• **ACTIVITY**: Print each entry below precisely as shown.

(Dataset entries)
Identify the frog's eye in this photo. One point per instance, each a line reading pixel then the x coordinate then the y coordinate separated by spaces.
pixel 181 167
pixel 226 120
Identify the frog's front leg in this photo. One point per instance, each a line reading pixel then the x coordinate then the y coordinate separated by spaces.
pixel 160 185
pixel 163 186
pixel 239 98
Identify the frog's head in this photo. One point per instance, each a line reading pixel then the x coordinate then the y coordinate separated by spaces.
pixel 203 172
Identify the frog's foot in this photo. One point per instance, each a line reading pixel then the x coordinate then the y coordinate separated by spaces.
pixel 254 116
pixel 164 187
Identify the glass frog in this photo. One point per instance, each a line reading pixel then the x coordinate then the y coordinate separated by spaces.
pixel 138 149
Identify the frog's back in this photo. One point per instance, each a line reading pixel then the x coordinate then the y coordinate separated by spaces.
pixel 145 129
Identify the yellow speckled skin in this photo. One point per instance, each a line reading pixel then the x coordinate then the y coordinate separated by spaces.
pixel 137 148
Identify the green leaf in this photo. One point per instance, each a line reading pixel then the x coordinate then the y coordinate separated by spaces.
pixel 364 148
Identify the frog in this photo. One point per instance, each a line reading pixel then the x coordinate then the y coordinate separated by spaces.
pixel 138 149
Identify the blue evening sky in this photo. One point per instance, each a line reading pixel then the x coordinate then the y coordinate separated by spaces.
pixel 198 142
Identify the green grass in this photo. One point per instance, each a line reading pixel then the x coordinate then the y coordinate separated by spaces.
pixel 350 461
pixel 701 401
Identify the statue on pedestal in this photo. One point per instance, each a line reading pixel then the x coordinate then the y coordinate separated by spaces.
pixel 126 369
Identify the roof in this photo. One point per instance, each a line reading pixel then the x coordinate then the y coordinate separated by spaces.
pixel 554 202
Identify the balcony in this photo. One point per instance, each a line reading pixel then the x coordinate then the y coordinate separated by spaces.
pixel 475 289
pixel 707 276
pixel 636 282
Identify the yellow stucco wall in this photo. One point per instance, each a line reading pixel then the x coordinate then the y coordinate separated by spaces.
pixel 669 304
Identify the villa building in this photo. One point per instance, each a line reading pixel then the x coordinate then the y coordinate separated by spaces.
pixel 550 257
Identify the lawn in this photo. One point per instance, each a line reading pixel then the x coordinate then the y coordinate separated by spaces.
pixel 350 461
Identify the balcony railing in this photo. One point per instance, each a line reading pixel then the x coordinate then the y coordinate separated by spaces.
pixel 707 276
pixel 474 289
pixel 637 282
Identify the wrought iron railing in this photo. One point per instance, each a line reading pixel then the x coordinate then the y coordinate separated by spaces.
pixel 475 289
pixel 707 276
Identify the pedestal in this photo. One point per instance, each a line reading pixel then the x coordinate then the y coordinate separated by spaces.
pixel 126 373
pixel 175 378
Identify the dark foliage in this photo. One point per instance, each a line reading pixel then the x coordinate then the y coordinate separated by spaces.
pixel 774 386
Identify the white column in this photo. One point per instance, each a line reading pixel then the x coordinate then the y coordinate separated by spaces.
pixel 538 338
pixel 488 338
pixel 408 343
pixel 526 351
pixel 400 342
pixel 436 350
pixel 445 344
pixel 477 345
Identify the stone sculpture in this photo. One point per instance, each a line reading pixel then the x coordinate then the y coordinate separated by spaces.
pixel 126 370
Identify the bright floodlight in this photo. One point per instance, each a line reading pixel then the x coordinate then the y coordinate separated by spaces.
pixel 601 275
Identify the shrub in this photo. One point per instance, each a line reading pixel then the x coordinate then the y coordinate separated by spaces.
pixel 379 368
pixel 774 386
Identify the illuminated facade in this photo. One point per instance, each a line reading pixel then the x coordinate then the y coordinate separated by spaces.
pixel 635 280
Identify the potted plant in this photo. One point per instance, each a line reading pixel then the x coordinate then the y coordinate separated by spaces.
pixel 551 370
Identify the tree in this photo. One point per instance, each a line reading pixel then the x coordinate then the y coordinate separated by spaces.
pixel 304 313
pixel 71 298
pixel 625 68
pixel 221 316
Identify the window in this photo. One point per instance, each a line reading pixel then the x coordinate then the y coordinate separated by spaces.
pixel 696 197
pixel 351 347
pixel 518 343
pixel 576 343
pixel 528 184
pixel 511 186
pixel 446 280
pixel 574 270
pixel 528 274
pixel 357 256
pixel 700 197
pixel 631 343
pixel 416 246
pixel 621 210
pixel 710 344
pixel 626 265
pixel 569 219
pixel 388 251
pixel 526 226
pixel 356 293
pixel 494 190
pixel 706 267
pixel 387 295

• **YOUR SOLUTION**:
Identify the frog's eye in this photo. One point per instance, each a line reading pixel then the x coordinate then the y coordinate separated by spaces.
pixel 181 167
pixel 226 120
Identify the frog's front leg in this photo. One point per instance, each a line reading pixel then the x coordinate then the y coordinate separated by spaces.
pixel 160 185
pixel 163 186
pixel 239 98
Identify the frog's head in this photo. One point per instance, each a line reading pixel then the x coordinate then the y coordinate separated by spaces.
pixel 203 172
Identify the frog's foot in this photo. One point per instance, each a line reading pixel then the x coordinate then the y coordinate separated by spaces.
pixel 254 116
pixel 164 187
Identify the glass frog in this photo. One point per instance, each a line reading pixel then the x coordinate then the y coordinate separated by spaces.
pixel 138 149
Identify the frog's back in this photo. One point per instance, each a line reading pixel then the x coordinate then the y coordinate separated by spaces.
pixel 145 129
Identify the yellow speckled skin in this photo. One point per instance, each a line reading pixel then the x coordinate then the y coordinate separated by spaces.
pixel 137 148
Identify the green leaf in this photo. One point per instance, each a line reading pixel then the x coordinate then the y coordinate separated by spaces.
pixel 364 148
Identify the frog in this photo. One point per instance, each a line reading pixel then the x coordinate then the y coordinate separated by spaces.
pixel 138 149
Identify the blue evening sky in this photo. One point per instance, each a line reading pixel then the x coordinate then the y coordinate separated by spaces.
pixel 198 142
Identify the green grass in this photo. One point per instance, each a line reading pixel then the x coordinate then the y coordinate separated by spaces.
pixel 350 461
pixel 701 401
Identify the statue on pedestal in this photo. One point per instance, each a line reading pixel then the x coordinate then the y coordinate separated by spaces.
pixel 126 369
Identify the roof in this photo. One point per instance, each a line reading pixel then the x coordinate then the y coordinate separated by spaces.
pixel 554 202
Identify the balcony in this photo. One point per instance, each a line reading pixel then the x coordinate then the y coordinate separated by spaces.
pixel 475 289
pixel 707 276
pixel 636 282
Identify the yellow stucco wall in this photo. One point per instance, each a line reading pixel then the x coordinate then the y coordinate separated by spaces.
pixel 669 304
Identify the villa building in this photo. One point per instance, each a line reading pixel then the x coordinate then the y coordinate separated by spaces.
pixel 550 257
Identify the lawn in this photo. One point per instance, each a line reading pixel then the x coordinate then the y coordinate separated by spaces.
pixel 350 461
Identify the balcony railing in this photo. One point per instance, each a line reading pixel then the x coordinate then the y coordinate separated by spaces.
pixel 707 276
pixel 474 289
pixel 637 282
Identify the wrought iron railing in this photo. One point per instance, each a line reading pixel then the x coordinate then the y coordinate separated by spaces.
pixel 475 289
pixel 707 276
Identify the pedestal in this photo. One point per instance, each a line reading pixel then the x coordinate then the y coordinate separated by spaces.
pixel 126 373
pixel 175 378
Identify the dark foliage in this photo. One point per instance, each a line reading pixel then the x coordinate then the y coordinate separated by spaces.
pixel 774 386
Identify the white column in this photo. One point per instance, each a line reading pixel then the x coordinate then the y coordinate separated by spaces.
pixel 538 338
pixel 488 338
pixel 408 343
pixel 526 351
pixel 400 342
pixel 436 350
pixel 445 344
pixel 477 345
Identify the stone sculpture in this photo. One point per instance, each a line reading pixel then the x coordinate then the y coordinate separated by spaces.
pixel 126 370
Identify the bright floodlight in this photo. One point per instance, each a line reading pixel then the x coordinate then the y coordinate separated by spaces.
pixel 601 275
Identify the shrub in this photo. One point per instance, each a line reading pixel then the x coordinate then the y coordinate separated by spaces.
pixel 379 368
pixel 774 386
Identify the illuminated facade in this photo. One point per instance, each a line reading pixel then the x coordinate then the y coordinate separated by spaces.
pixel 635 280
Identify the potted plant in this photo. One point per instance, each a line reading pixel then the x coordinate then the y coordinate separated by spaces.
pixel 551 370
Identify the tree in this photo. One point per instance, each a line reading pixel then the x coordinate then the y coordinate separated by spaces.
pixel 304 313
pixel 71 298
pixel 625 68
pixel 221 316
Identify the window in this photo. One point per instance, each a line reading pixel then the x coordinate then the y coordinate separated by spaces.
pixel 696 197
pixel 351 347
pixel 518 343
pixel 576 343
pixel 528 184
pixel 511 186
pixel 446 280
pixel 574 270
pixel 528 274
pixel 357 256
pixel 700 197
pixel 631 343
pixel 416 246
pixel 621 210
pixel 710 344
pixel 626 265
pixel 569 219
pixel 388 251
pixel 526 226
pixel 356 293
pixel 494 190
pixel 706 267
pixel 387 295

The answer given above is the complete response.